(Set task): Rewrite the data below with "black car" replaced by "dark car" and everything else left as it is. Omit the pictures from your answer.
** begin Records **
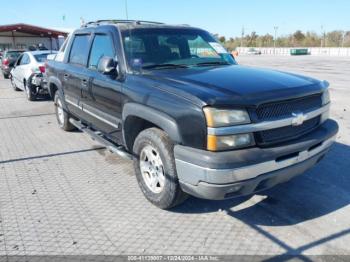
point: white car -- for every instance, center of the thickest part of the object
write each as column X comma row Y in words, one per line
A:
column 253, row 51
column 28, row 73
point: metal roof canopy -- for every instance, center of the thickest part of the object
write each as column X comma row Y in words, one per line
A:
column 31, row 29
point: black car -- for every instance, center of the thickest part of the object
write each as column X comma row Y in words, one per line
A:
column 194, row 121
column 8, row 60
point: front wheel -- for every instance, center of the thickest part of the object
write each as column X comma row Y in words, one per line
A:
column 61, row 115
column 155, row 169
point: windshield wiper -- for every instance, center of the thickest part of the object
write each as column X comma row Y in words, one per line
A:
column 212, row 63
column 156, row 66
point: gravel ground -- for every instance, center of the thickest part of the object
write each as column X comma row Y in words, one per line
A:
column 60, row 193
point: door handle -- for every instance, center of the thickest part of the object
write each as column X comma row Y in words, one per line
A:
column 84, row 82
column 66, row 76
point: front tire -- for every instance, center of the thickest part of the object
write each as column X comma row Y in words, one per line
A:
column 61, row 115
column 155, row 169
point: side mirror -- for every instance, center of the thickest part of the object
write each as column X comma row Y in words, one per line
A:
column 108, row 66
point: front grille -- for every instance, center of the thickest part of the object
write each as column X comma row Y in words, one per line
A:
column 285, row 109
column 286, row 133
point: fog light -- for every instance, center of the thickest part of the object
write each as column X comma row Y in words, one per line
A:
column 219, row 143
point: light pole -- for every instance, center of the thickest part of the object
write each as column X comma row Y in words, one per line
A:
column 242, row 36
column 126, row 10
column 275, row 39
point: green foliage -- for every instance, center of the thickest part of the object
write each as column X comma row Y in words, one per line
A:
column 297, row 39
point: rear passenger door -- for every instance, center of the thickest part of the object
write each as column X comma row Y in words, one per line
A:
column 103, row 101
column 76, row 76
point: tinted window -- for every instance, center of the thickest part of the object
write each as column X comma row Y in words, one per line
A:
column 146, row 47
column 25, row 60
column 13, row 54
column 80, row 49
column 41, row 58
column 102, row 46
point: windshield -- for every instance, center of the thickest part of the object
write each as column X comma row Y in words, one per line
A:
** end Records **
(Output of the exercise):
point: white car -- for every instance, center of the thickest part of the object
write each as column X comma row Y in words, one per line
A:
column 253, row 51
column 28, row 73
point: metal roof canopy -- for every instance, center of the thickest part of the object
write each as column X comma row Y in words, one per line
A:
column 31, row 29
point: dark car -- for every instance, center of the thickest part of the object
write each as column X comma row Y in words, one per line
A:
column 194, row 121
column 8, row 60
point: front wheel -- for every instance, center of the thickest part of the object
write each as column X comma row Y in words, one per line
A:
column 61, row 115
column 155, row 169
point: windshield wiper -- for every instance, center of the thickest part of the object
write each as column X comma row Y in words, one per line
A:
column 212, row 63
column 156, row 66
point: gravel ground -- for every instance, center of the thickest part of the object
write each as column X comma row Y in words, one per line
A:
column 60, row 193
point: door handle -- for every instance, center of the thickest part of the object
write each as column X comma row Y in words, one per line
A:
column 84, row 82
column 66, row 76
point: front tire -- for every instance, center of the thickest part of the object
write each as column X comma row Y in words, one per line
A:
column 61, row 115
column 155, row 169
point: side mirror -- for every instance, center of the thickest part of the object
write each as column X comma row Y in words, one per line
A:
column 108, row 66
point: front grille -- for every instance, center of the thickest part of the object
write each as column X comma row Y in words, one per line
A:
column 285, row 109
column 286, row 133
point: fog light -- for every instance, center of the thickest part of the object
write each as column X comma row Y in words, one per line
A:
column 219, row 143
point: light pole -- for every instance, center of the thickest part of the object
write each as column X comma row Y in words, one per line
A:
column 242, row 36
column 126, row 10
column 275, row 39
point: green foliage -- for every instance, center of the thickest part of the object
write each as column X comma row Y in words, one per line
A:
column 297, row 39
point: rear passenger door -- for every instance, center of the thickest part of the object
write each as column X comma row Y in words, one per line
A:
column 103, row 101
column 76, row 76
point: tinted window -- for every instance, center of the thickest part of the object
write each as column X comma row Y in words, one per line
A:
column 146, row 47
column 25, row 60
column 13, row 54
column 80, row 49
column 41, row 58
column 102, row 46
point: windshield -- for every instance, center of the thickest part of the object
write each as column X comma row Y in words, one per line
A:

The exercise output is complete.